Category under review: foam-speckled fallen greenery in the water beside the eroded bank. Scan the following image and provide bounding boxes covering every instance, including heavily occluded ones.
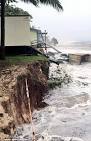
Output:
[48,64,72,88]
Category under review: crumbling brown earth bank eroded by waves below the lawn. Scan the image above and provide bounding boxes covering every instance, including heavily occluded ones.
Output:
[0,61,49,141]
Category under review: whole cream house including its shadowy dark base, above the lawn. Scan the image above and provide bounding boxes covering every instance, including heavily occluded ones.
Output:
[0,15,46,55]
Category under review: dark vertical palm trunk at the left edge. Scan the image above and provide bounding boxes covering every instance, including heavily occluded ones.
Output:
[0,0,5,59]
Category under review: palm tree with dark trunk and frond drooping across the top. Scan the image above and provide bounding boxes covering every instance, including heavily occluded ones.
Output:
[0,0,63,59]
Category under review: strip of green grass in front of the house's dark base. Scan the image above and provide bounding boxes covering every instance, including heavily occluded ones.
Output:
[5,55,48,64]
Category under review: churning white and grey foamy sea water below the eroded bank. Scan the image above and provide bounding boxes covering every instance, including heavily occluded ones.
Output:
[15,41,91,141]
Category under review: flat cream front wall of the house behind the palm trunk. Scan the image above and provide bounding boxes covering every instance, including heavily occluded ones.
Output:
[0,16,30,46]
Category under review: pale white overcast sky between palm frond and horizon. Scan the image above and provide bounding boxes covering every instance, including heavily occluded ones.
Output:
[17,0,91,41]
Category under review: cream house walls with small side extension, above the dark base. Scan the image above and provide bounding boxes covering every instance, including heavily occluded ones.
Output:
[0,15,43,46]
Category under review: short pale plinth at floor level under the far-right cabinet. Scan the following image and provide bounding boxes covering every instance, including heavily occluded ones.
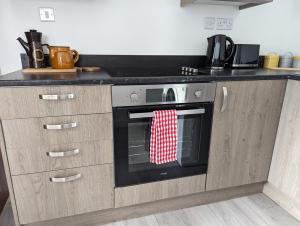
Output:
[263,183,300,221]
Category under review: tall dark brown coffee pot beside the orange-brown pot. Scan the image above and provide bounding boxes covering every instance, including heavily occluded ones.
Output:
[17,30,48,68]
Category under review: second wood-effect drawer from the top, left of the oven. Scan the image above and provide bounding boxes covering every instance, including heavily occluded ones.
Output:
[2,113,112,149]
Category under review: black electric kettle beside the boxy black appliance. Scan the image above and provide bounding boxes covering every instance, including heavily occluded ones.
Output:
[206,35,234,69]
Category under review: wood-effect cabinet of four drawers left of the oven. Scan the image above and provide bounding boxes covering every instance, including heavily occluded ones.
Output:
[0,85,114,225]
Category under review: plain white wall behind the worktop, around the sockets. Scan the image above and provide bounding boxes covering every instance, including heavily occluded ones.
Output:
[0,0,300,73]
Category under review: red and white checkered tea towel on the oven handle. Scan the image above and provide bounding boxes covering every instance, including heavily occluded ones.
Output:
[150,110,177,164]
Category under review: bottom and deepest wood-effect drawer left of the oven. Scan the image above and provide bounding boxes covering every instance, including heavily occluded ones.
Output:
[12,164,114,224]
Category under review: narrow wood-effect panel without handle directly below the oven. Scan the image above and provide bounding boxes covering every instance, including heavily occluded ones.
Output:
[115,174,206,208]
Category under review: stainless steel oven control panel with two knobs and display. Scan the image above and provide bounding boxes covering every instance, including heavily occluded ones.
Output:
[112,82,216,107]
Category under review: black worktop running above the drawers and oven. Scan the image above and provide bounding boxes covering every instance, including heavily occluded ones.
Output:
[0,69,300,86]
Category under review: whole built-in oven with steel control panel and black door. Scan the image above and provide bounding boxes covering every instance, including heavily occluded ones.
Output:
[112,83,216,187]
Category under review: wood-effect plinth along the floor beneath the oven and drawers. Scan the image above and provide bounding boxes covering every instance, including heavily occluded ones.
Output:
[26,183,264,226]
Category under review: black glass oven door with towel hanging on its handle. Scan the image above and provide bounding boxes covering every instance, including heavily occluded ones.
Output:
[113,103,213,187]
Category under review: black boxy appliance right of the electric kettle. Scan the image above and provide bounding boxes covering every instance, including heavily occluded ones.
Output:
[230,44,260,68]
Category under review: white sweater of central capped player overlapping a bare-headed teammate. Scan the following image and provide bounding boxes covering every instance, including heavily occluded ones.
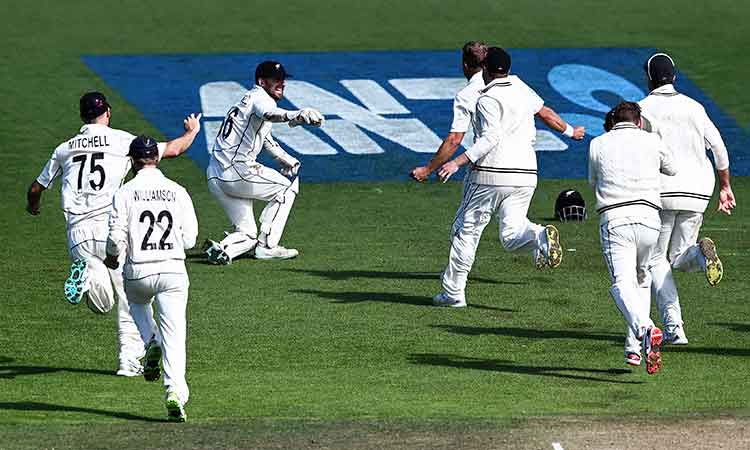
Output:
[466,75,544,186]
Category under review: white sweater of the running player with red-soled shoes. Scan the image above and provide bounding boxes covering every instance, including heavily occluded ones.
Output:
[589,122,675,223]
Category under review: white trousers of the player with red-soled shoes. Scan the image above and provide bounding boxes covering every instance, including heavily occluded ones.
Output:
[599,217,660,338]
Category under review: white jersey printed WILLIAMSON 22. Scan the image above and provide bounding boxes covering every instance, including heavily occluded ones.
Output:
[107,168,198,280]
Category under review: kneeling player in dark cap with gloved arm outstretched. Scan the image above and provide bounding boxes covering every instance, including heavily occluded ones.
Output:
[204,61,324,264]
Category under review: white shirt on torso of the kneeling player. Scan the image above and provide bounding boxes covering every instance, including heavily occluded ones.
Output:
[212,86,276,169]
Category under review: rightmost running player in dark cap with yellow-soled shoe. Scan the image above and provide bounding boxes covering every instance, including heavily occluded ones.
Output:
[626,53,736,353]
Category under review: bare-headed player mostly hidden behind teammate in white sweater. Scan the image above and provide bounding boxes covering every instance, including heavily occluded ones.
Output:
[410,41,487,182]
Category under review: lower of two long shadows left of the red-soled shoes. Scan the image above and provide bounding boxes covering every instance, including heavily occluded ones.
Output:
[409,353,643,384]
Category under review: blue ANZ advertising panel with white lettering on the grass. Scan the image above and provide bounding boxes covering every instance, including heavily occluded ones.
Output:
[83,48,750,182]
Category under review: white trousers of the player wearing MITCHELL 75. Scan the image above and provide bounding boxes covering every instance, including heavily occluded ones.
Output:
[68,221,144,365]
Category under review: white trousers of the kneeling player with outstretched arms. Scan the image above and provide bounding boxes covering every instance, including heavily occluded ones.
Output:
[206,159,299,258]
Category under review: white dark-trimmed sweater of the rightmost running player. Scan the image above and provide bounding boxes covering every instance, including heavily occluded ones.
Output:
[639,84,729,213]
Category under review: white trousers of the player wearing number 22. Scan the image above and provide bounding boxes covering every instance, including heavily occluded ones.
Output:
[125,273,190,404]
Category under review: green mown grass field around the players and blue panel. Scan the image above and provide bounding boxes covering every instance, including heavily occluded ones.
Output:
[0,0,750,449]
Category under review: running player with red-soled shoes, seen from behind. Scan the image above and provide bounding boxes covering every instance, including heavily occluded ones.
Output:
[589,102,676,374]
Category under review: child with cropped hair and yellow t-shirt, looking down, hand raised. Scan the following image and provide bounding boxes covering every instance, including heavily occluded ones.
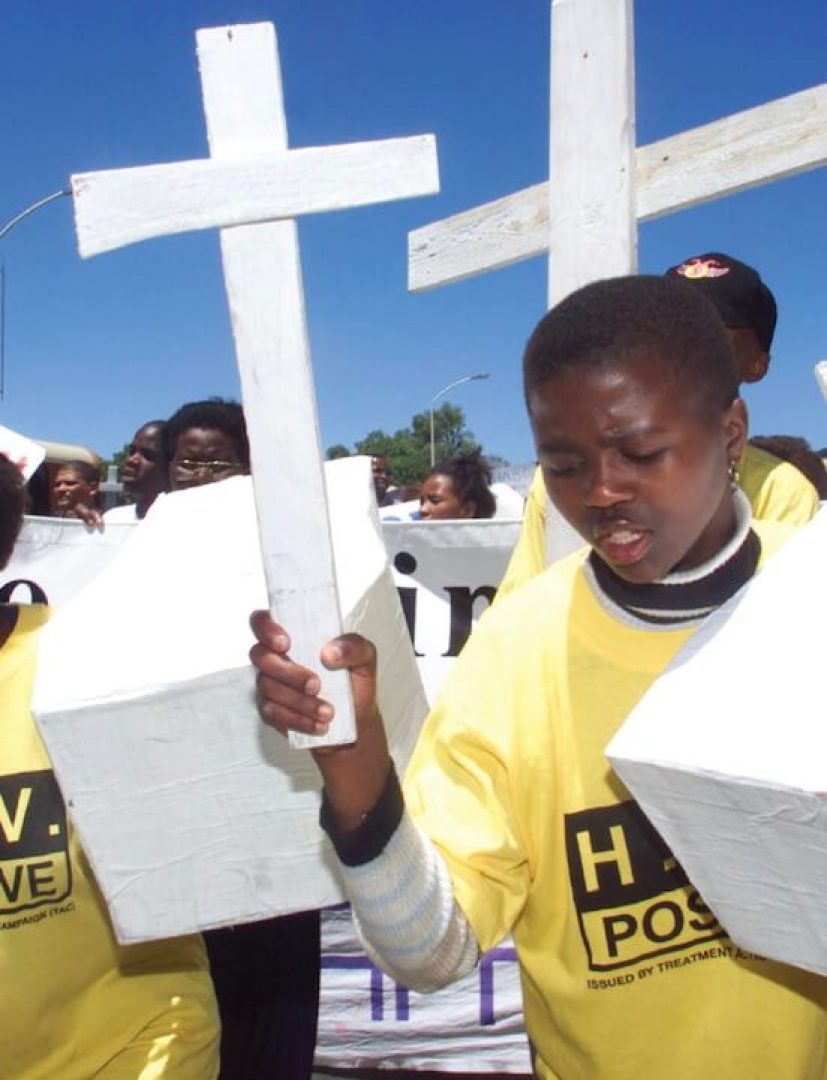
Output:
[252,278,827,1080]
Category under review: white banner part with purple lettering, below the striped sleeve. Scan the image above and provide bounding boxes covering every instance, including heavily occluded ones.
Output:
[314,908,531,1077]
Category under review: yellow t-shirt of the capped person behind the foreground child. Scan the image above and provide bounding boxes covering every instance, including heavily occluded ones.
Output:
[497,443,819,600]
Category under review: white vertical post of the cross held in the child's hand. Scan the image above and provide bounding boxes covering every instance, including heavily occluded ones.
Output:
[196,25,355,744]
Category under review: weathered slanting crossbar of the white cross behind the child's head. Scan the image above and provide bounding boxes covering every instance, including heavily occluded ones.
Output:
[408,84,827,292]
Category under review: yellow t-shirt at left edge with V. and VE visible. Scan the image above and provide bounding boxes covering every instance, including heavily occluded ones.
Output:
[0,606,218,1080]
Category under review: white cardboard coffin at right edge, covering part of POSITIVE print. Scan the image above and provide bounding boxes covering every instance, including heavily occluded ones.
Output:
[607,511,827,974]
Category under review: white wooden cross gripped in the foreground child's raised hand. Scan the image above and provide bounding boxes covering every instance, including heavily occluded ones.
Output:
[72,24,438,745]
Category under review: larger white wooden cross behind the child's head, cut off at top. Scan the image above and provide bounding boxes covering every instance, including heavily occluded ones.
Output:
[408,0,827,562]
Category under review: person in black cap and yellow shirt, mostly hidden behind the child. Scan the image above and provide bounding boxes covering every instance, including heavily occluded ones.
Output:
[497,252,819,597]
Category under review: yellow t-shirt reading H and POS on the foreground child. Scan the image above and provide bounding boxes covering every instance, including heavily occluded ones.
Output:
[405,525,827,1080]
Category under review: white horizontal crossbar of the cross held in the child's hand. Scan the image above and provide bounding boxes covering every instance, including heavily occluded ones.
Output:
[71,135,439,256]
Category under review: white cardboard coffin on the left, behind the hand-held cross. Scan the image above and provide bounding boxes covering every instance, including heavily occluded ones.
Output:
[35,458,426,943]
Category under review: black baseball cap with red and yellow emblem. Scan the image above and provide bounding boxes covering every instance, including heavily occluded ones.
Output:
[665,252,778,352]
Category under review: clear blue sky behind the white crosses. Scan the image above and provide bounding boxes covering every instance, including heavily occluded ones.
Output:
[0,0,827,462]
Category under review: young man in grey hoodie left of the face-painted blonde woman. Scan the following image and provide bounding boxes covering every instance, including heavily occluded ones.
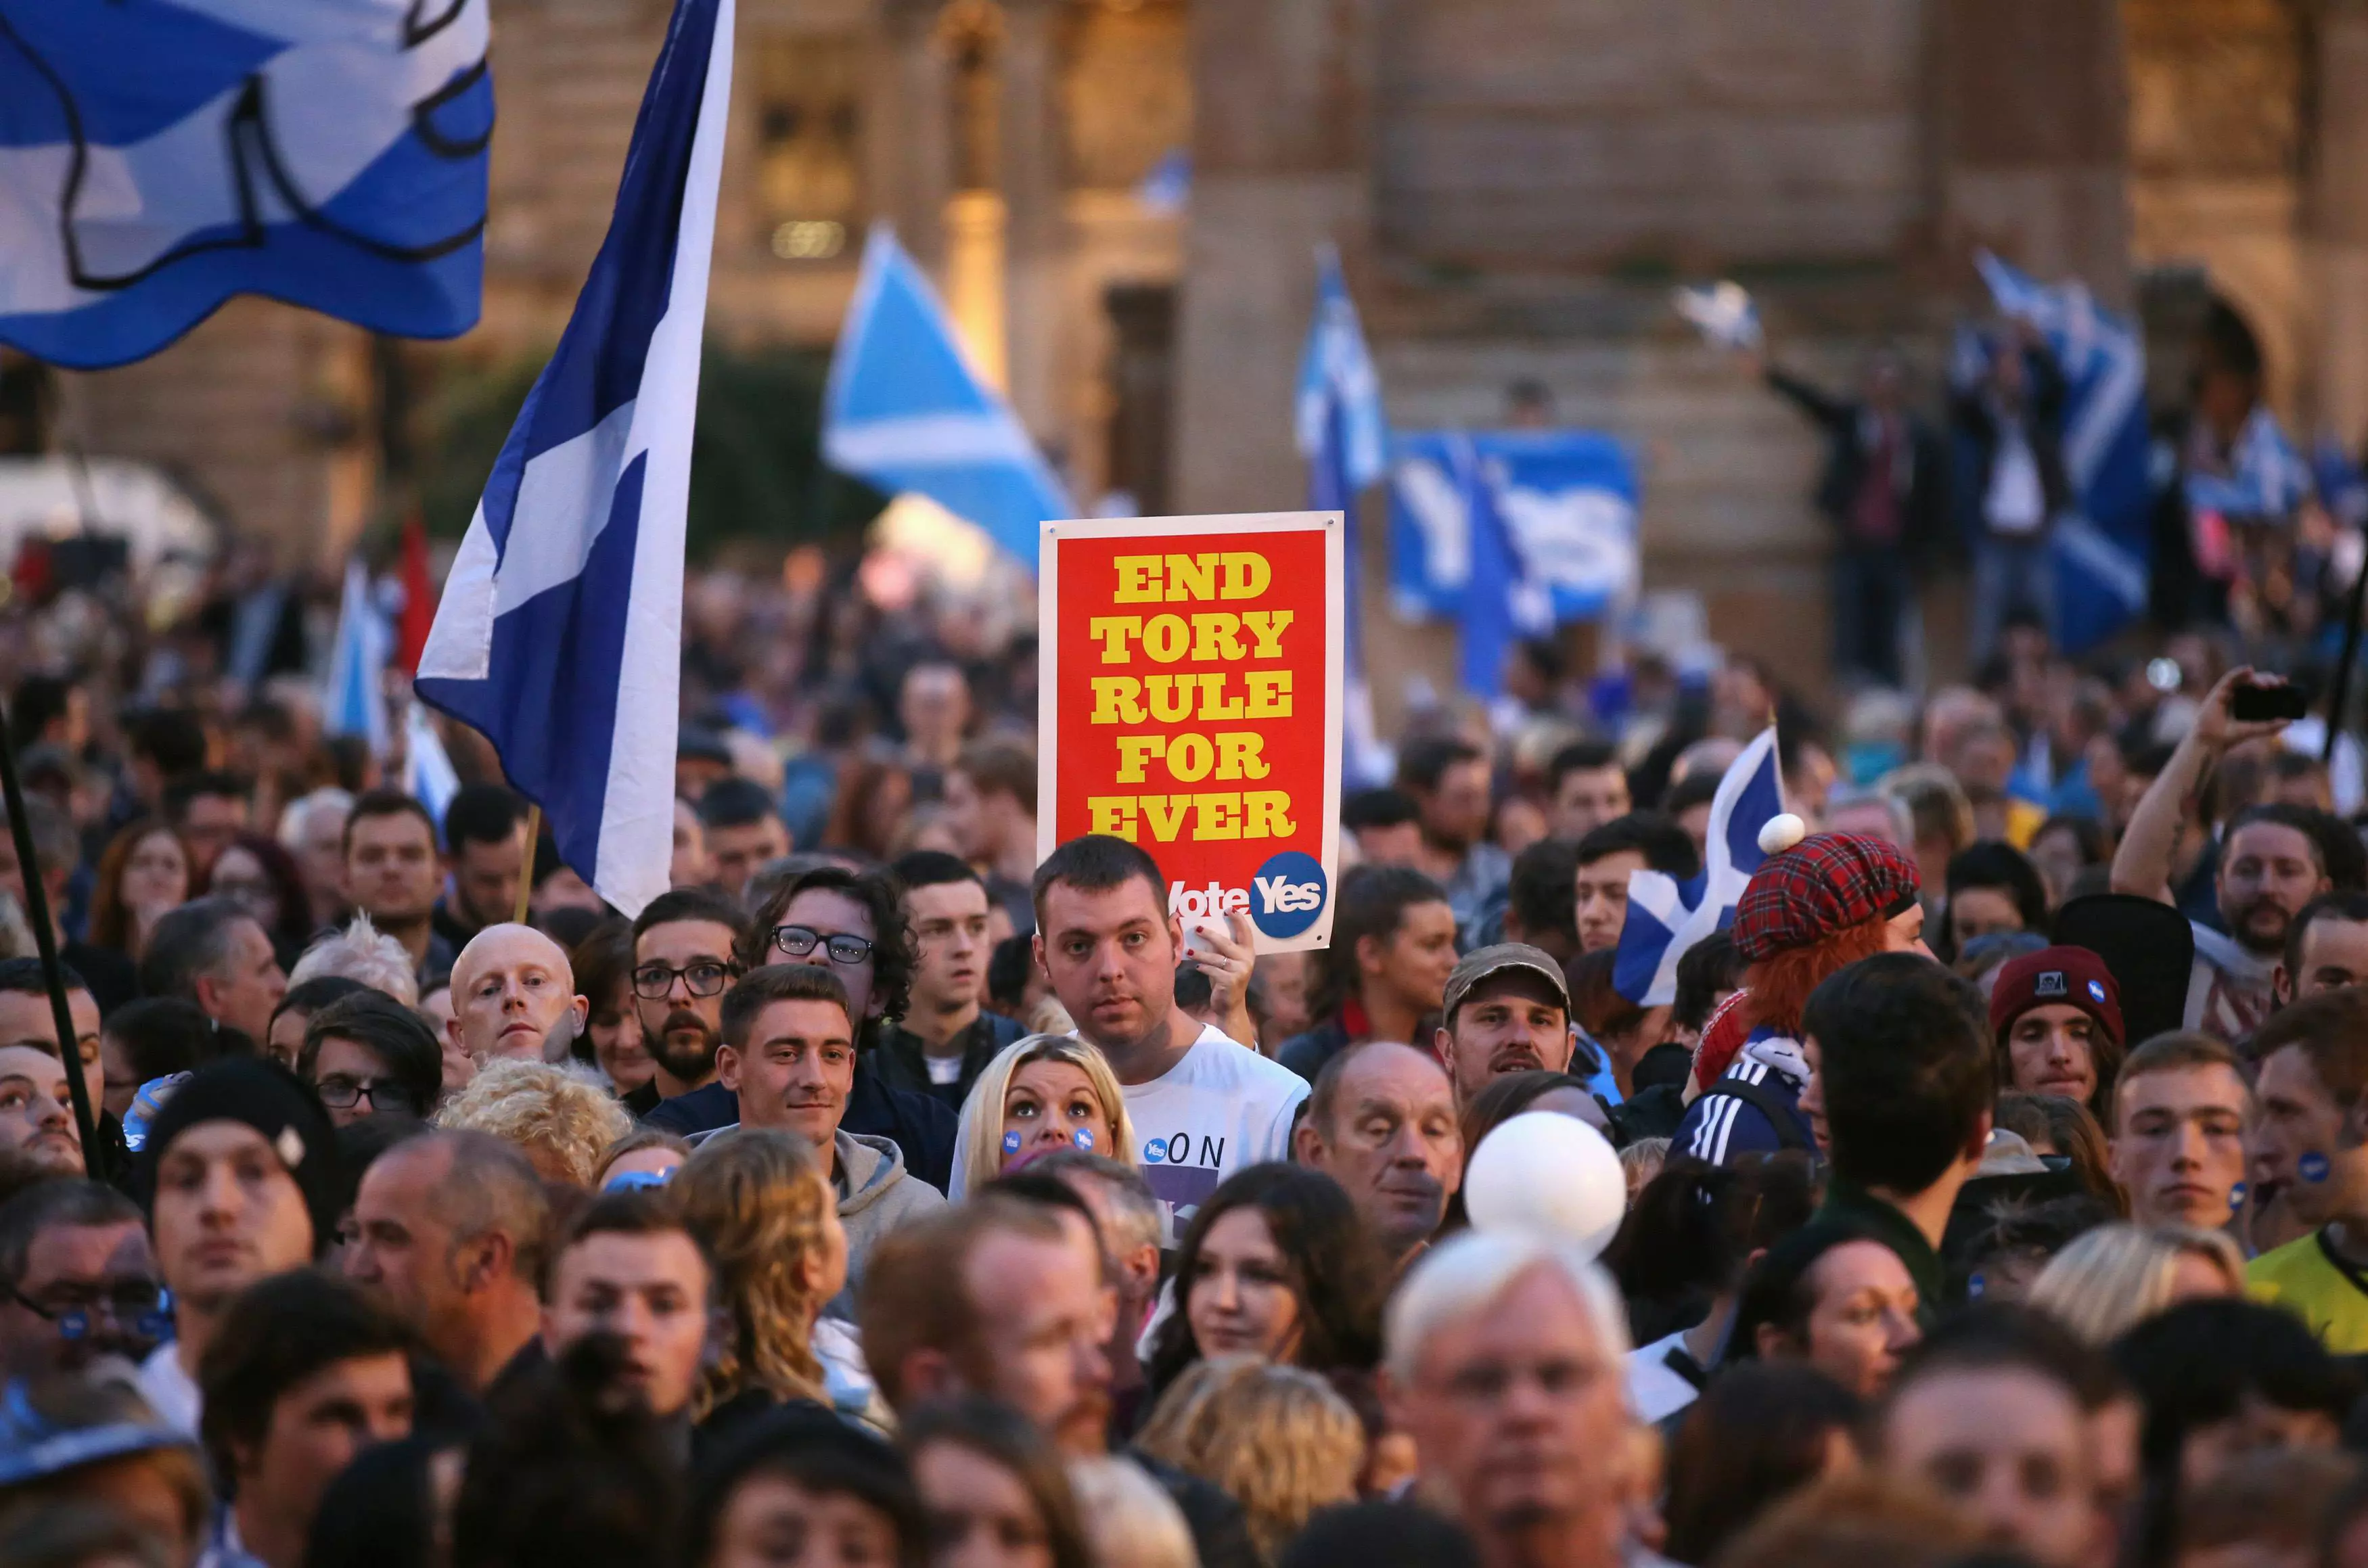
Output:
[713,964,945,1317]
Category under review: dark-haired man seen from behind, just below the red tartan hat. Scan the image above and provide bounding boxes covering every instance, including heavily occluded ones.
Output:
[1800,952,1997,1317]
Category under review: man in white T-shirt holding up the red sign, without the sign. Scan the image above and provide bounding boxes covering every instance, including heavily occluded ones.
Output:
[1035,834,1307,1239]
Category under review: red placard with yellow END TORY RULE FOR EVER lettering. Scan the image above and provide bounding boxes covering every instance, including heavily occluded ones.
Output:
[1037,511,1345,952]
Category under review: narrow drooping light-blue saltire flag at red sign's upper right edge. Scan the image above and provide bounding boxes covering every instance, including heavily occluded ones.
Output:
[1293,244,1392,784]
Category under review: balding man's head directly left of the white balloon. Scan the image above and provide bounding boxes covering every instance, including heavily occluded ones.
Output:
[1293,1040,1463,1262]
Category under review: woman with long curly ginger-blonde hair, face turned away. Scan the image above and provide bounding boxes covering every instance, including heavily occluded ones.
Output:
[668,1128,886,1426]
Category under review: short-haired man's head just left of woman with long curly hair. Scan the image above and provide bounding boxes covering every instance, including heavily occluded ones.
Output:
[543,1189,715,1421]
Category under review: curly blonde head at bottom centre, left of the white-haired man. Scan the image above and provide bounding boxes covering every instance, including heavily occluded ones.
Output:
[1137,1357,1364,1563]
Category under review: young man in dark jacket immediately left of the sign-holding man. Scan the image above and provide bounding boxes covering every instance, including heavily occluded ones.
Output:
[871,850,1026,1111]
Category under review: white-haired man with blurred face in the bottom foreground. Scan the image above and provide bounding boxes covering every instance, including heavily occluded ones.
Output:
[1383,1232,1637,1568]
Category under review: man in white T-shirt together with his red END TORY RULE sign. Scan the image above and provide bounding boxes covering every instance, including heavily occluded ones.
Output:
[1035,511,1343,1241]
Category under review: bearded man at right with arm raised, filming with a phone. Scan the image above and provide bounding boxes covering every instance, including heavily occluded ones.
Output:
[2112,668,2335,1040]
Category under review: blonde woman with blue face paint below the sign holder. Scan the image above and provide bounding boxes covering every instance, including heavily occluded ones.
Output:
[945,1035,1137,1203]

• • • • • • •

**Problem details:** Show each line from the listing above that includes the word "short".

**Task solution:**
Category under review: short pale plinth at floor level under the far-right cabinet. Scan the following image and provide bounding boxes covering every instance, including heavily occluded ones.
Category under review: short-haired man's head just left of woman with long curly hair. Scan the image above and provide bounding boxes covering every instance, including heavily occluded ones.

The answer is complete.